[Excerpts from a pointing dataset]
-----
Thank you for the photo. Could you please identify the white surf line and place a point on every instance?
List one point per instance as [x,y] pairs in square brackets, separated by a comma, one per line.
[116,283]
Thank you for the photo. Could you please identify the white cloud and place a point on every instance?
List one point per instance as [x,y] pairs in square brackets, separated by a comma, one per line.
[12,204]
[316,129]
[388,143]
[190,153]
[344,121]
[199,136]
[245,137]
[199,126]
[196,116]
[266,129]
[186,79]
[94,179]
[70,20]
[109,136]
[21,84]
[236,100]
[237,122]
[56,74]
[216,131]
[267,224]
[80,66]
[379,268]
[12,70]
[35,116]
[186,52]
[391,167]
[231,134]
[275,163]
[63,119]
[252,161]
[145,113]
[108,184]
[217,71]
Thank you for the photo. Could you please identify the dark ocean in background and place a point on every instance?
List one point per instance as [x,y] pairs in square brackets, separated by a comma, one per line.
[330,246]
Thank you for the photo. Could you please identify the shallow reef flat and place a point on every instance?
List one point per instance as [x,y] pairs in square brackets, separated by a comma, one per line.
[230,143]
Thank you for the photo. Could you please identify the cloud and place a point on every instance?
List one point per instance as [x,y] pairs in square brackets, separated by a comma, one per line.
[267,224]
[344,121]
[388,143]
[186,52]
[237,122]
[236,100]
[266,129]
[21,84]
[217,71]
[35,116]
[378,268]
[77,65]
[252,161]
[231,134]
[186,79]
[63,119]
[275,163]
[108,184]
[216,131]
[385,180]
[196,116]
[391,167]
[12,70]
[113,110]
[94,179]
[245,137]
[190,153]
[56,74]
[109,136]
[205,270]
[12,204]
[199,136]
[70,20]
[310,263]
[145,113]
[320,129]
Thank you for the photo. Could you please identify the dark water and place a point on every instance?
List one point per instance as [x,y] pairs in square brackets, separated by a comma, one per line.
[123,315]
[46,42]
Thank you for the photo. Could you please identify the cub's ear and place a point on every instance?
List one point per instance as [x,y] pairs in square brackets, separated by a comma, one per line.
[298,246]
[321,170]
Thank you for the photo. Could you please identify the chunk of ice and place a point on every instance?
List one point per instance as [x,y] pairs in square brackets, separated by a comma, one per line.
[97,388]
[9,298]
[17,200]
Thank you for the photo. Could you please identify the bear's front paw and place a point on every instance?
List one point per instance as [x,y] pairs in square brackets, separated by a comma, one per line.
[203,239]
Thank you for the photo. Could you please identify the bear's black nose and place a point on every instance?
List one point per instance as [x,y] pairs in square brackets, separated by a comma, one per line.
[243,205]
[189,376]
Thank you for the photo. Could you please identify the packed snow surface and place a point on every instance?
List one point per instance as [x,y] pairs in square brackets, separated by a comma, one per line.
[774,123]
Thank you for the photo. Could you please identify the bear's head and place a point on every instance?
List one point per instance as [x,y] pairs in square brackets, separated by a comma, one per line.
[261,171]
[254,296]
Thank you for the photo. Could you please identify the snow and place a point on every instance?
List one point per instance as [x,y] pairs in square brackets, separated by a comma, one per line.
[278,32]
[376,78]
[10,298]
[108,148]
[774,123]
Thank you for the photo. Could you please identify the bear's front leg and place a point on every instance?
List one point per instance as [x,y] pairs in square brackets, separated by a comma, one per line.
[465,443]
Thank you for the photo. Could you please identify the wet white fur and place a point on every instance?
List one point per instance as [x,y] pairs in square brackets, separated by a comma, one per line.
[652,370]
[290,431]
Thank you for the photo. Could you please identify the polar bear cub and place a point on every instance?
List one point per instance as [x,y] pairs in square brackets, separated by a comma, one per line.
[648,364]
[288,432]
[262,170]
-----
Arrange every line of the listing above as a Markdown table with two columns, Row and Line. Number the rows and skip any blank lines.

| Row | Line |
|---|---|
| 1 | Thank you for the photo. Could you please identify the white surf line and place a point on every instance? |
| 2 | List one point per instance as [x,y] pairs in square brackets, separated by a comma, one per line. |
| 3 | [116,283] |
| 4 | Thank you for the photo. Could you please identify the white cloud and place a point on every instance? |
| 5 | List one point per instance as [x,y] pairs in square brackets, separated by a comma, one per line. |
| 6 | [12,204] |
| 7 | [316,129] |
| 8 | [388,143] |
| 9 | [190,153] |
| 10 | [344,121] |
| 11 | [199,136] |
| 12 | [245,137] |
| 13 | [199,126] |
| 14 | [196,116] |
| 15 | [266,129] |
| 16 | [186,79] |
| 17 | [94,179] |
| 18 | [70,20] |
| 19 | [109,136] |
| 20 | [21,84] |
| 21 | [236,100] |
| 22 | [237,122] |
| 23 | [56,74] |
| 24 | [216,131] |
| 25 | [267,224] |
| 26 | [80,66] |
| 27 | [379,268] |
| 28 | [12,70] |
| 29 | [35,116] |
| 30 | [186,52] |
| 31 | [391,167] |
| 32 | [231,134] |
| 33 | [275,163] |
| 34 | [63,119] |
| 35 | [252,161] |
| 36 | [145,113] |
| 37 | [108,184] |
| 38 | [217,71] |
| 39 | Thank you for the photo. Could you please identify the dark ocean in background and place a point on every instance? |
| 40 | List one point per instance as [x,y] pairs in square brackets, separated by a comma, one per line. |
| 41 | [330,246] |
| 42 | Thank you for the photo. Could you please identify the shallow reef flat and place a point on every instance? |
| 43 | List one point per instance as [x,y] pairs in square brackets, separated by a comma, one per line. |
| 44 | [230,143] |
| 45 | Thank you for the photo. Could you please identify the cloud and place a point on every instance? |
| 46 | List one point per instance as [x,y] pairs in square brackets, separated by a comma, one per line. |
| 47 | [267,224] |
| 48 | [344,121] |
| 49 | [388,143] |
| 50 | [186,52] |
| 51 | [237,122] |
| 52 | [236,100] |
| 53 | [266,129] |
| 54 | [21,84] |
| 55 | [217,71] |
| 56 | [35,116] |
| 57 | [378,268] |
| 58 | [77,65] |
| 59 | [252,161] |
| 60 | [231,134] |
| 61 | [186,79] |
| 62 | [63,119] |
| 63 | [275,163] |
| 64 | [108,184] |
| 65 | [216,131] |
| 66 | [385,180] |
| 67 | [196,116] |
| 68 | [391,167] |
| 69 | [12,70] |
| 70 | [113,110] |
| 71 | [94,179] |
| 72 | [245,137] |
| 73 | [190,153] |
| 74 | [56,74] |
| 75 | [109,136] |
| 76 | [205,270] |
| 77 | [12,204] |
| 78 | [199,136] |
| 79 | [70,20] |
| 80 | [310,263] |
| 81 | [145,113] |
| 82 | [320,129] |
| 83 | Thank you for the photo. Could you please identify the dark water and place a point on every instance? |
| 84 | List one point per instance as [x,y] pairs in square brackets, separated by a comma, one per line. |
| 85 | [123,315] |
| 86 | [46,42] |
| 87 | Thank you for the photo. Could you please identify the cub's ear and place a point on every instance? |
| 88 | List one point per instance as [x,y] pairs in square brackets, separated by a comma, one per line. |
| 89 | [298,246] |
| 90 | [321,170] |
| 91 | Thank you for the photo. Could you please identify the chunk of ice and place a point on every instance? |
| 92 | List one point per instance as [x,y] pairs in square brackets, separated by a comma, one per line. |
| 93 | [97,388] |
| 94 | [9,298] |
| 95 | [17,200] |
| 96 | Thank you for the photo. Could you please identify the bear's front paw and place a point on every instance? |
| 97 | List one point per instance as [x,y] pairs in square brackets, separated by a comma, one per line. |
| 98 | [203,239] |
| 99 | Thank you for the photo. Could you please identify the bear's black nose and place a point on every instance? |
| 100 | List one point per instance as [x,y] pairs in square brackets, separated by a comma, one per line. |
| 101 | [243,205] |
| 102 | [189,376] |
| 103 | Thank you for the photo. Could you please identify the packed snow surface and place a point on every instance? |
| 104 | List one point per instance as [x,y] pairs in square brackets, separated by a comma, one per line. |
| 105 | [774,123] |
| 106 | Thank you for the photo. Could you please identify the bear's head and place a point on every instance? |
| 107 | List one point per instance as [x,y] pairs in square brackets, separated by a comma, one per line. |
| 108 | [261,171] |
| 109 | [254,296] |
| 110 | Thank you for the photo. Could you please identify the snow and place a point on every instance? |
| 111 | List one point per instance as [x,y] pairs in square brackets, separated by a comma, one per line. |
| 112 | [278,32] |
| 113 | [376,78] |
| 114 | [10,298] |
| 115 | [108,148] |
| 116 | [774,123] |
| 117 | Thank you for the photo. Could you please identify the bear's front leg and place a point on every instance? |
| 118 | List one point per instance as [x,y] pairs in square brackets, separated by a comma, one per line. |
| 119 | [465,443] |
| 120 | Thank you for the photo. Could you please identify the wet white fur and place a point on every instance? |
| 121 | List one point per instance as [x,y] pairs in square brackets, separated by a comma, one per line. |
| 122 | [652,370] |
| 123 | [290,431] |
| 124 | Thank you for the photo. Could you please identify the polar bear cub and place a point on every instance? |
| 125 | List one point per instance as [x,y] pairs in square brackets, separated by a comma, one per line. |
| 126 | [648,364] |
| 127 | [288,432] |
| 128 | [262,170] |